North Warwickshire and South Leicestershire College - North Warwickshire and Hinckley Campus, previously North Warwickshire and Hinckley College, is a Further Education College with main campuses in Nuneaton, Hinckley, Harrowbrook and Wigston. The college offers apprenticeships, full-time, and part-time further and higher education courses.

History

The college began in 1910 as the Nuneaton Technical College and the Nuneaton School of Art, with the technical college catering mainly to mining students. In 1913, the college moved to a larger building containing a laboratory, lecture room, drawing room, and handicraft room, only for the college to close between 1914 and 1919 due to the First World War. When the college reopened after the war, it changed its structure to include general education courses. The college grew further and relocated again in 1923, becoming the County Mining and Technical School in 1932. The size and scope of the education provided continued to grow over the next two decades, and in 1952 the art school was amalgamated with the college to form the Nuneaton Technical College and School of Art, and in 1958 the main campus was relocated to Hinckley Road, where it remains.

The college was subsequently renamed North Warwickshire College of Technology and Art until the merger with Hinckley College to become North Warwickshire and Hinckley College in 1996.

Since the start of the academic year in 2017, North Warwickshire and Hinckley Colleges have merged with South Leicestershire College to form North Warwickshire and South Leicestershire College.

+ + + + + + +

What you will do: Reproduce the college profile above word for word, in full.

Dataset section:
+ + + + + + +

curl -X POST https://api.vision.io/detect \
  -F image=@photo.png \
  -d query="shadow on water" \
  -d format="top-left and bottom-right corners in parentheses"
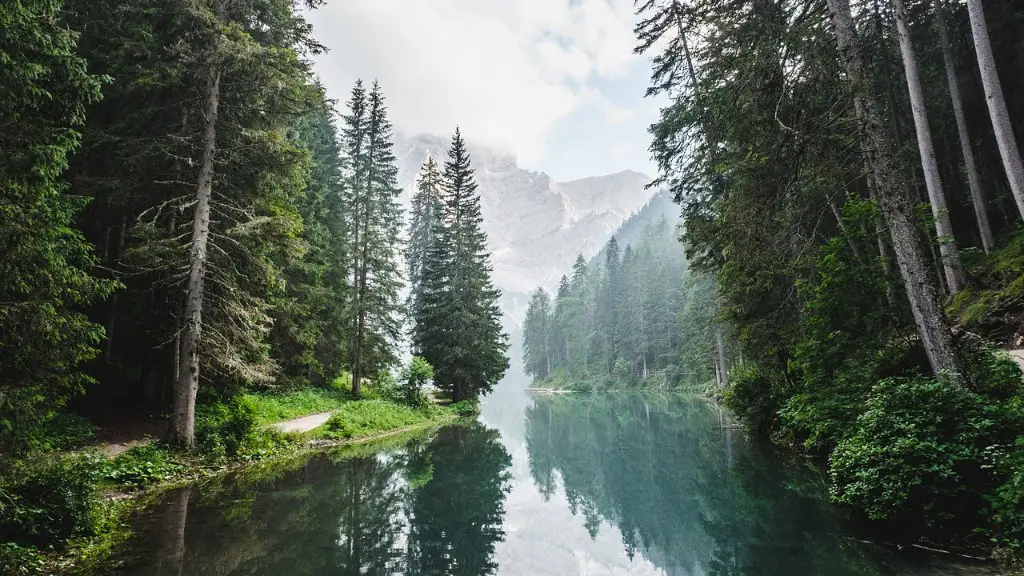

+ + + + + + +

Response:
North Warwickshire and South Leicestershire College - North Warwickshire and Hinckley Campus, previously North Warwickshire and Hinckley College, is a Further Education College with main campuses in Nuneaton, Hinckley, Harrowbrook and Wigston. The college offers apprenticeships, full-time, and part-time further and higher education courses.

History

The college began in 1910 as the Nuneaton Technical College and the Nuneaton School of Art, with the technical college catering mainly to mining students. In 1913, the college moved to a larger building containing a laboratory, lecture room, drawing room, and handicraft room, only for the college to close between 1914 and 1919 due to the First World War. When the college reopened after the war, it changed its structure to include general education courses. The college grew further and relocated again in 1923, becoming the County Mining and Technical School in 1932. The size and scope of the education provided continued to grow over the next two decades, and in 1952 the art school was amalgamated with the college to form the Nuneaton Technical College and School of Art, and in 1958 the main campus was relocated to Hinckley Road, where it remains.

The college was subsequently renamed North Warwickshire College of Technology and Art until the merger with Hinckley College to become North Warwickshire and Hinckley College in 1996.

Since the start of the academic year in 2017, North Warwickshire and Hinckley Colleges have merged with South Leicestershire College to form North Warwickshire and South Leicestershire College.